In Austria, over 200,000 patients suffer from symptomatic heart failure, and about 10,000 are newly diagnosed each year. The majority will not survive 5 years following diagnosis despite best possible therapy. Often, quality of life is reduced by severe impairment in daily activities and frequent hospitalizations (29,360 hospital stays in Austria in the year 2000). Medical costs in excess of €10,000 per hospitalization contribute to the high socio-economic burden of the disease.
Heart Failure is the only major cardiovascular disorder with a steady increase in prevalence and is therefore expected to increasingly strain public health systems. Heart failure has been commonly attributed to a reduced ejection fraction (EF), usually termed “systolic” heart failure. However, in a considerable number of patients (up to 50%) with heart failure symptoms of cardiac origin, systolic function is preserved. While the pathophysiology in these patients is poorly understood, patients are typically characterized by impaired relaxation and filling of the heart during diastole. The disease entity is now termed “diastolic” heart failure, and its prognosis is as poor as in systolic heart failure.
Chronic heart failure – irrespective of EF – is associated with structural remodeling of the heart which precedes heart failure symptoms and contributes to deterioration. Current diagnosis and therapy are based on overt symptoms of heart failure and evidence of structural and/or functional heart disease. As a consequence, patients are often identified only at a late stage of cardiac remodeling and heart failure. While risk factors for heart failure have been established (e.g. hypertension, atherosclerosis or metabolic disorders), the mechanisms of early cardiac remodeling and heart failure development are largely unknown. The management of patients at risk for heart failure is complicated by the lack of early markers for cardiac remodeling that would indicate the necessity to initiate a more specific therapy.

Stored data
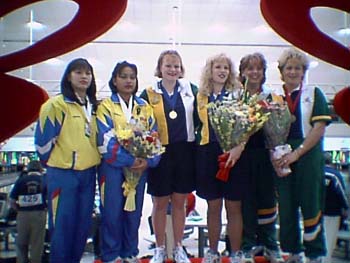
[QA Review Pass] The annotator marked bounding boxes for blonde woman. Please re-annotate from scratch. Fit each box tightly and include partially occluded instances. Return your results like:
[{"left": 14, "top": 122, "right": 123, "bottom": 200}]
[
  {"left": 196, "top": 54, "right": 248, "bottom": 263},
  {"left": 275, "top": 48, "right": 331, "bottom": 263}
]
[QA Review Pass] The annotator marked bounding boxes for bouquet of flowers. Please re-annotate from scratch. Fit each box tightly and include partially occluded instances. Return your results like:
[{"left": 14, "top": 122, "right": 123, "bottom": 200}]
[
  {"left": 259, "top": 94, "right": 292, "bottom": 176},
  {"left": 117, "top": 119, "right": 165, "bottom": 211},
  {"left": 207, "top": 95, "right": 269, "bottom": 182}
]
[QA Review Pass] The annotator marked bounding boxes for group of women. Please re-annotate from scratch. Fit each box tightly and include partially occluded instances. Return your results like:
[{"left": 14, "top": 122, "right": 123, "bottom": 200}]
[{"left": 35, "top": 48, "right": 331, "bottom": 263}]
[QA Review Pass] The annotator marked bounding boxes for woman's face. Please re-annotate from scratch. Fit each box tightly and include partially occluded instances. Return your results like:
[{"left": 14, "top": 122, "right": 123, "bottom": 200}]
[
  {"left": 113, "top": 66, "right": 136, "bottom": 95},
  {"left": 160, "top": 55, "right": 182, "bottom": 81},
  {"left": 243, "top": 59, "right": 264, "bottom": 85},
  {"left": 212, "top": 59, "right": 230, "bottom": 85},
  {"left": 281, "top": 58, "right": 304, "bottom": 87},
  {"left": 68, "top": 68, "right": 92, "bottom": 93}
]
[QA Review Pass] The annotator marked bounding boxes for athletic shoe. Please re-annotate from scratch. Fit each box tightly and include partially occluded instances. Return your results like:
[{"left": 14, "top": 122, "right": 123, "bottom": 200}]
[
  {"left": 230, "top": 250, "right": 244, "bottom": 263},
  {"left": 202, "top": 249, "right": 221, "bottom": 263},
  {"left": 264, "top": 248, "right": 284, "bottom": 263},
  {"left": 123, "top": 256, "right": 140, "bottom": 263},
  {"left": 149, "top": 246, "right": 166, "bottom": 263},
  {"left": 173, "top": 246, "right": 191, "bottom": 263},
  {"left": 285, "top": 254, "right": 305, "bottom": 263},
  {"left": 308, "top": 257, "right": 323, "bottom": 263}
]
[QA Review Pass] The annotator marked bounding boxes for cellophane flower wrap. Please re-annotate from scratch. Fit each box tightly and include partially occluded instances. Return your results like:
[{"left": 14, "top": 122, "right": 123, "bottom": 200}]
[
  {"left": 117, "top": 118, "right": 165, "bottom": 212},
  {"left": 207, "top": 95, "right": 269, "bottom": 182},
  {"left": 259, "top": 94, "right": 292, "bottom": 176}
]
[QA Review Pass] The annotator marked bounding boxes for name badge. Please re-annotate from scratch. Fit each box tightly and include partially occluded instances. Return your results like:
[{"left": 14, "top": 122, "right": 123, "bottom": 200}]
[{"left": 18, "top": 194, "right": 43, "bottom": 207}]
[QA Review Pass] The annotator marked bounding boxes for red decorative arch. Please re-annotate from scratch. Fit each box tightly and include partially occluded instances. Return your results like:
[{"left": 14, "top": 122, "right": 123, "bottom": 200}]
[
  {"left": 0, "top": 0, "right": 127, "bottom": 142},
  {"left": 260, "top": 0, "right": 350, "bottom": 70}
]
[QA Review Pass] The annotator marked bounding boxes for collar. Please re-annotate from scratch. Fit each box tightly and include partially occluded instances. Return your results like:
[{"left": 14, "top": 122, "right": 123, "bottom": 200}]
[{"left": 111, "top": 93, "right": 146, "bottom": 106}]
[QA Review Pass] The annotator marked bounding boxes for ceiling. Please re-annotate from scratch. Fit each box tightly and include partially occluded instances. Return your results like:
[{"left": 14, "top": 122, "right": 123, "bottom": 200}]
[{"left": 0, "top": 0, "right": 350, "bottom": 97}]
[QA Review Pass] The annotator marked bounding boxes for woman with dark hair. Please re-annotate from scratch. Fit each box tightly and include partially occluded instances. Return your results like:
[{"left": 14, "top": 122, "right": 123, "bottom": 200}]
[
  {"left": 239, "top": 53, "right": 283, "bottom": 263},
  {"left": 35, "top": 58, "right": 100, "bottom": 263},
  {"left": 96, "top": 61, "right": 159, "bottom": 263}
]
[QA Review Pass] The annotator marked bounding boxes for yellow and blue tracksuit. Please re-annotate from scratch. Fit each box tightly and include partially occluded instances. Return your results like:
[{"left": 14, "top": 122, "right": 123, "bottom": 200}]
[
  {"left": 96, "top": 94, "right": 160, "bottom": 261},
  {"left": 35, "top": 95, "right": 100, "bottom": 263}
]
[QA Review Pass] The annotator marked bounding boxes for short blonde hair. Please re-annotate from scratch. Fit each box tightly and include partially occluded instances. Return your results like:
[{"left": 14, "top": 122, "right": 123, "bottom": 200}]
[
  {"left": 154, "top": 50, "right": 185, "bottom": 78},
  {"left": 278, "top": 48, "right": 309, "bottom": 73},
  {"left": 198, "top": 53, "right": 240, "bottom": 96}
]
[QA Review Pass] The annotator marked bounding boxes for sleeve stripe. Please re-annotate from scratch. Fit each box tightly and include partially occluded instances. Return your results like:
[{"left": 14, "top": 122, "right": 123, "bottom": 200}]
[{"left": 106, "top": 144, "right": 119, "bottom": 163}]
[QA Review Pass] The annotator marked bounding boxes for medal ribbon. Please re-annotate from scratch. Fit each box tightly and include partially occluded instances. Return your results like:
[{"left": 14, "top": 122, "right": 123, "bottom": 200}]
[
  {"left": 209, "top": 87, "right": 226, "bottom": 102},
  {"left": 158, "top": 82, "right": 179, "bottom": 115},
  {"left": 283, "top": 84, "right": 303, "bottom": 114}
]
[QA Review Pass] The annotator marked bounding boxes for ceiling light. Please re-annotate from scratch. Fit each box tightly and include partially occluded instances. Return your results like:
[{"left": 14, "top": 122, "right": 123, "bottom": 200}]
[
  {"left": 27, "top": 21, "right": 45, "bottom": 30},
  {"left": 338, "top": 27, "right": 350, "bottom": 36},
  {"left": 44, "top": 58, "right": 63, "bottom": 66},
  {"left": 208, "top": 23, "right": 228, "bottom": 33}
]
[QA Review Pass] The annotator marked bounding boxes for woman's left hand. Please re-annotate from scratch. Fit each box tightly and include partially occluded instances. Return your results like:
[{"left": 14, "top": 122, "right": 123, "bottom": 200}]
[{"left": 225, "top": 144, "right": 244, "bottom": 168}]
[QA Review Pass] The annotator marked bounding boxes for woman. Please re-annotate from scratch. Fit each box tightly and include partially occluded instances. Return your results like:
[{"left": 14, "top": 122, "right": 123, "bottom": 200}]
[
  {"left": 196, "top": 54, "right": 248, "bottom": 263},
  {"left": 239, "top": 53, "right": 282, "bottom": 263},
  {"left": 141, "top": 50, "right": 197, "bottom": 263},
  {"left": 96, "top": 61, "right": 159, "bottom": 263},
  {"left": 275, "top": 48, "right": 331, "bottom": 263},
  {"left": 35, "top": 58, "right": 100, "bottom": 263}
]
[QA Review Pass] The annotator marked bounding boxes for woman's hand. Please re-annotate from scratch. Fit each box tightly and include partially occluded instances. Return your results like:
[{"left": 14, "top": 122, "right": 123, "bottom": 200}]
[
  {"left": 130, "top": 158, "right": 148, "bottom": 173},
  {"left": 225, "top": 143, "right": 245, "bottom": 168}
]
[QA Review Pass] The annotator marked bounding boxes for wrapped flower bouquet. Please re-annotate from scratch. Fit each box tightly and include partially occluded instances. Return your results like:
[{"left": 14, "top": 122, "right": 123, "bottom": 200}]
[
  {"left": 117, "top": 119, "right": 165, "bottom": 211},
  {"left": 260, "top": 94, "right": 293, "bottom": 176},
  {"left": 207, "top": 95, "right": 269, "bottom": 181}
]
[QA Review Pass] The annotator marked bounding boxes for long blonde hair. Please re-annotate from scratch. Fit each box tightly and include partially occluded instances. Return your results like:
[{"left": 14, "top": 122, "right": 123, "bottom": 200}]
[{"left": 198, "top": 53, "right": 240, "bottom": 96}]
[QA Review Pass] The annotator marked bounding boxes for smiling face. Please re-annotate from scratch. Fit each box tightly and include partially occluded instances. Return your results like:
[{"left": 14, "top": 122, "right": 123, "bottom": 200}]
[
  {"left": 113, "top": 66, "right": 137, "bottom": 98},
  {"left": 281, "top": 58, "right": 304, "bottom": 88},
  {"left": 160, "top": 55, "right": 182, "bottom": 81},
  {"left": 68, "top": 68, "right": 92, "bottom": 95},
  {"left": 212, "top": 59, "right": 230, "bottom": 86},
  {"left": 243, "top": 59, "right": 264, "bottom": 86}
]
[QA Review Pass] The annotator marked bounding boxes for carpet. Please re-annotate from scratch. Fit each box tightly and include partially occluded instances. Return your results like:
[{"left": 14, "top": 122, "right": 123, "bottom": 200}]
[{"left": 94, "top": 256, "right": 288, "bottom": 263}]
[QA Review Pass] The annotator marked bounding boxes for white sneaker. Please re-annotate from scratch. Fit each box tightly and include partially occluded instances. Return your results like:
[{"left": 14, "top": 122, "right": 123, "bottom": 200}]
[
  {"left": 308, "top": 257, "right": 323, "bottom": 263},
  {"left": 174, "top": 246, "right": 191, "bottom": 263},
  {"left": 230, "top": 250, "right": 244, "bottom": 263},
  {"left": 285, "top": 253, "right": 305, "bottom": 263},
  {"left": 123, "top": 256, "right": 140, "bottom": 263},
  {"left": 264, "top": 248, "right": 284, "bottom": 263},
  {"left": 103, "top": 257, "right": 123, "bottom": 263},
  {"left": 202, "top": 249, "right": 221, "bottom": 263},
  {"left": 149, "top": 246, "right": 166, "bottom": 263}
]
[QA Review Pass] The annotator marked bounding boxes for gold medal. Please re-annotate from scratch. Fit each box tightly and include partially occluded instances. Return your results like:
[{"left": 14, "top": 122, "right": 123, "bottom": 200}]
[
  {"left": 292, "top": 114, "right": 297, "bottom": 122},
  {"left": 169, "top": 110, "right": 177, "bottom": 120}
]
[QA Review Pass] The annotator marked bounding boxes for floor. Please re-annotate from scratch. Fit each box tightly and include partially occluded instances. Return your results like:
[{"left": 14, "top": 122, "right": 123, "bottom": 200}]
[{"left": 0, "top": 168, "right": 349, "bottom": 263}]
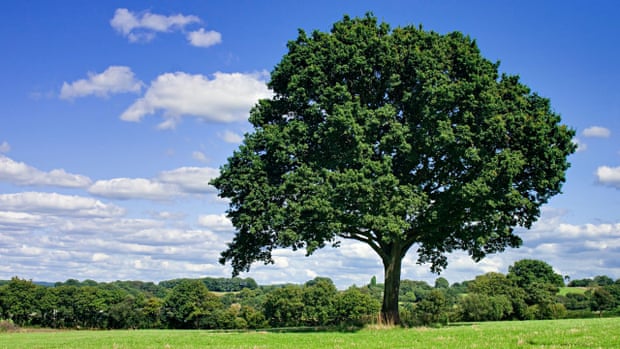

_Exercise A_
According to the heart failure text, what share of patients with heart failure symptoms of cardiac origin have preserved systolic function?
_Exercise B_
Extend the heart failure text from the point where it stops.

_Answer space A_
Up to 50% of them.

_Answer space B_
Furthermore, current therapeutic concepts are symptom-oriented and established for advanced heart failure stages. In addition, most available heart failure therapies are not effective in diastolic heart failure patients, emphasizing the need for a better understanding of the underlying pathophysiological differences in the manifestation and progression of systolic and diastolic heart failure. Chronic heart failure is characterized by unpredictable episodes of cardiac decompensation and arrhythmias, often necessitating urgent hospitalization and often associated with prolonged recovery. Decompensation might be preventable by timely adaptation of therapy.
However, early indicators for the detection of cardiac deterioration in individual patients have not yet been established.